_Short problem A_. List every geographic place named in the Gaza article.
_Short problem B_. According to the Gaza article, on what day did Israeli forces launch their ground offensive in Gaza?
_Short problem C_. Carry on the Gaza article from its final sentence.

[start Document excerpt]

Gaza: the inevitable confrontation



 

 

More than a week after the start of Operation ‘Cast Lead,’ an unprecedented confrontation between Hamas and the State of Israel which has already resulted in the death of more than 450 Gazans – mostly members of the Islamist movement and soldiers -, thousands of wounded and 5 deaths on the Israeli side – including one soldier – we look at this inevitable crisis on Sunday, January 4, at the moment when Israeli forces launched their ground offensive in Gaza.

 

In advance, the Israeli government approved the call-up of tens of thousands of reservists with a view to a crisis that would appear to be of long duration. In fact, the reinforcement of military manpower is not aimed solely at supporting the ground operation under way in Gaza but rather has the objective of reinforcing the regular units of Tsahal along the border with Lebanon in anticipation of Hezbollah opening a second front.

 

This is a crisis which has already gone beyond the boundaries of the Near East and whose consequences remain difficult to foresee.

[end Document excerpt]
[start Rows]

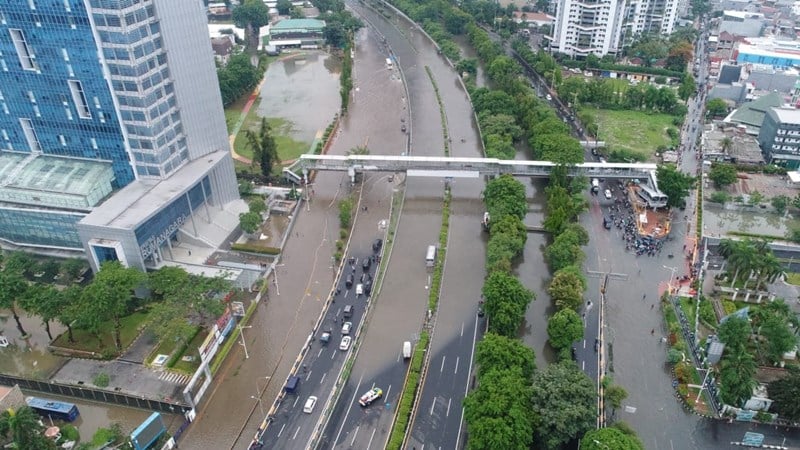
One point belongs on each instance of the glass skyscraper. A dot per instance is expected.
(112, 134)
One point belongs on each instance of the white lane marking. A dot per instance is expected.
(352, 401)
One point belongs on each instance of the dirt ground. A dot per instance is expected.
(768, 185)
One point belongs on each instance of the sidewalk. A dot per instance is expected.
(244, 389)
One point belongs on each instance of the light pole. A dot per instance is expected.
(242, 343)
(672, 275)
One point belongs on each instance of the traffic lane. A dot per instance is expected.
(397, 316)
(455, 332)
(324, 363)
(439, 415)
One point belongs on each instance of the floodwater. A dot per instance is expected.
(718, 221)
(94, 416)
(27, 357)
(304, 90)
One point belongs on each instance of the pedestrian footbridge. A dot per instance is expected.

[end Rows]

_Exercise answer A_. Gaza, Israel, Lebanon, the Near East

_Exercise answer B_. Sunday, January 4.

_Exercise answer C_.
 

                                                                                                             

A brief historical overview

 

Since 2001 and, a fortiori, since the withdrawal of Israel from the Gaza Strip in September 2005, then the putsch of Hamas in June 2007, the firing of rockets and mortar shells, later of  missiles onto Israeli towns (Sdérot, Ashquelon, Netivot, Ashdod, etc.) never really stopped. According to Israeli sources, nearly 4,000 rockets and as many mortar shells have pounded their territories over these past 7 years.

 

In June 2008, a 6 month truce negotiated by Egypt was expected to lead to calm, both for the inhabitants of the Negev and for the population of Gaza. As we know, this truce was not respected, since many rockets and missiles fired from Gaza continued to hit Israel. Meanwhile the truce enabled Hamas to restock its munitions and arms via tunnels dug between the Gaza Strip and Egypt. It is these tunnels that Israel tried to destroy in November when it killed 20 members of Hamas.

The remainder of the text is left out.